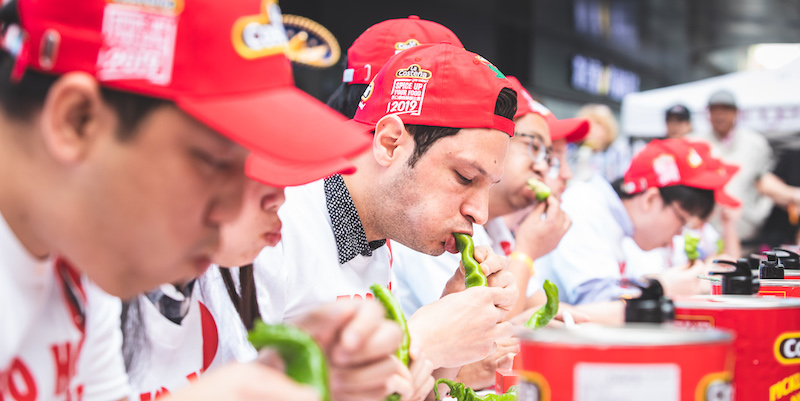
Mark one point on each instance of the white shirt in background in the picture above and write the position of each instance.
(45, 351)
...
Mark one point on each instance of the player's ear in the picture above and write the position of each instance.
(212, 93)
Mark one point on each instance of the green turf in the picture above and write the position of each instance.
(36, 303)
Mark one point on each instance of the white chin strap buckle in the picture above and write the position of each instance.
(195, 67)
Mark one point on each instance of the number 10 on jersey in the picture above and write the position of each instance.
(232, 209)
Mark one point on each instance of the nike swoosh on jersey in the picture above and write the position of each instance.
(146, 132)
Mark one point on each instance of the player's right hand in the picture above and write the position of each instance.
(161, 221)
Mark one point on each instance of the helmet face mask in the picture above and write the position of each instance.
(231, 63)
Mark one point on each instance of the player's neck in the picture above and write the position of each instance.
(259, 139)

Goal of the exercise
Extract each line of the items above that contains the string "point", copying every such line in full.

Solution for this problem
Mark one point on each instance of the white shirt in background in the picture above and write the position of each instance.
Mark one point on each instance of the player's ear in the picture above and write the position of each instance.
Mark one point on each instance of the green turf in the picture above and write the position of each instance.
Mark one point on each instance of the white chin strap buckle in the picture above and write the position of each instance.
Mark one point on each instance of the number 10 on jersey in the picture above and write the position of each instance.
Mark one point on each instance of the nike swoosh on jersey in the picture above and write the position of each instance.
Mark one point on each instance of the player's right hand in the picture above and write the position of each instance.
Mark one point on each instance of the helmet face mask in the picture above and write the position of each instance.
Mark one point on each instance of the player's neck in the picture above and write the position of each instance.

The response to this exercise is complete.